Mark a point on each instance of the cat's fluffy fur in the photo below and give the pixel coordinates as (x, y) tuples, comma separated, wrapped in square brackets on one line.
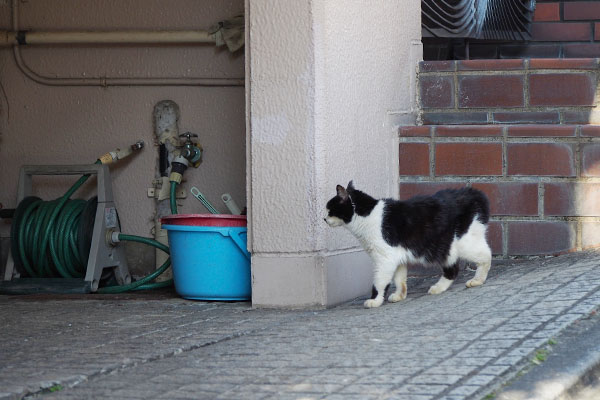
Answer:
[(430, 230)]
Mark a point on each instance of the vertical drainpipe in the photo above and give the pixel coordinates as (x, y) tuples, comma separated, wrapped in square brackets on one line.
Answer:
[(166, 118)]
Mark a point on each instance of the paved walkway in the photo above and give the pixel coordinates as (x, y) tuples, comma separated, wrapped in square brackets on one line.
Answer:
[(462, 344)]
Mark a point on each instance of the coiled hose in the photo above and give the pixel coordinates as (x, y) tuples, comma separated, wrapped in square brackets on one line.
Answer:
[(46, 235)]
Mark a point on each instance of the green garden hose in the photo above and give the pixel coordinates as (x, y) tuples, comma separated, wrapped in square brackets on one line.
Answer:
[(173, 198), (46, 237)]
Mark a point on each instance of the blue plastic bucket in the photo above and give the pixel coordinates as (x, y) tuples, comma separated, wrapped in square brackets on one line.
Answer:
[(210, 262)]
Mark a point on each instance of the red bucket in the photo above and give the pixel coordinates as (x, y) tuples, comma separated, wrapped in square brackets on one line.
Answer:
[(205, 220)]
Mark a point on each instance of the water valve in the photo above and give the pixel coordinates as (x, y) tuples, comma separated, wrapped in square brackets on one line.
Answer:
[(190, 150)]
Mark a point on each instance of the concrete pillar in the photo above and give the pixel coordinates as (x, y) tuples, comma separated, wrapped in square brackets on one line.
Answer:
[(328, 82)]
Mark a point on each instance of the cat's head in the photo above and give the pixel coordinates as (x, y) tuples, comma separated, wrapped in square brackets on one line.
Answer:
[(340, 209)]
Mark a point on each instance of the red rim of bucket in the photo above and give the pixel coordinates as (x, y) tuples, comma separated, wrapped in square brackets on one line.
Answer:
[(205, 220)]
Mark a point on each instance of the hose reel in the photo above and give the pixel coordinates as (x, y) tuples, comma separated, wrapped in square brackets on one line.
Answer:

...

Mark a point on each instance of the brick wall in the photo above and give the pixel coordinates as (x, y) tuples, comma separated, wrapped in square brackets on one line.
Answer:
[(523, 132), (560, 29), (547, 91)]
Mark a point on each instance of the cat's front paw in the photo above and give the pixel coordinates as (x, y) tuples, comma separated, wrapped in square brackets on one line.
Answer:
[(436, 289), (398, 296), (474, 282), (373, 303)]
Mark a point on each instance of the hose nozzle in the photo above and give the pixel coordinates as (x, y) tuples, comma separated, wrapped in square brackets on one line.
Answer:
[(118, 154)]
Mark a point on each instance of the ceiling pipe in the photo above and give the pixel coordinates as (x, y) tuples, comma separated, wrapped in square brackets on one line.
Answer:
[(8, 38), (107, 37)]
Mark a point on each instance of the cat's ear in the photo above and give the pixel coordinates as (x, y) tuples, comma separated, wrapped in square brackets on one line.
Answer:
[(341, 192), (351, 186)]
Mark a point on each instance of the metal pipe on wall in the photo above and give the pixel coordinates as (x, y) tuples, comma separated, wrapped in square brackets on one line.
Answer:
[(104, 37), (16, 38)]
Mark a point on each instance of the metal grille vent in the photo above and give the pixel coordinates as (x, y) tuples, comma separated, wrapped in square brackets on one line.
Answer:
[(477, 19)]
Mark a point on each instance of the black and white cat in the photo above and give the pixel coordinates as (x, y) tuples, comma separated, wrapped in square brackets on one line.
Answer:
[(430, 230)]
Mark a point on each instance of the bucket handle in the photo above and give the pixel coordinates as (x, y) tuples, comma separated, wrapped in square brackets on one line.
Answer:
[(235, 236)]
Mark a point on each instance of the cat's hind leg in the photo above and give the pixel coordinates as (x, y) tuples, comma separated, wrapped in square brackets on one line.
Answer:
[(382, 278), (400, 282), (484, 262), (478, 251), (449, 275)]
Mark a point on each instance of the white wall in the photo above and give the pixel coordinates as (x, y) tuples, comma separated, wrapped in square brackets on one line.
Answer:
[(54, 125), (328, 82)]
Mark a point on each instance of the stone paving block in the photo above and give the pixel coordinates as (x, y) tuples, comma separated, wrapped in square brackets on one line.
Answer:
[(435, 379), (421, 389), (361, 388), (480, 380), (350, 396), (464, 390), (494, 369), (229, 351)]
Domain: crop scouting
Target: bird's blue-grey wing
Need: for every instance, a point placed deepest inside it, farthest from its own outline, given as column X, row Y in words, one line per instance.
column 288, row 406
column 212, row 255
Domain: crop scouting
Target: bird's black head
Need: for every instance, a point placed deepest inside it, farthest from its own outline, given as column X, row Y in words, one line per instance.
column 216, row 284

WORK TO COMPLETE:
Please return every line from the material above where the string "Target" occurs.

TASK SOLUTION:
Target: bird's blue-grey wing
Target: bird's black head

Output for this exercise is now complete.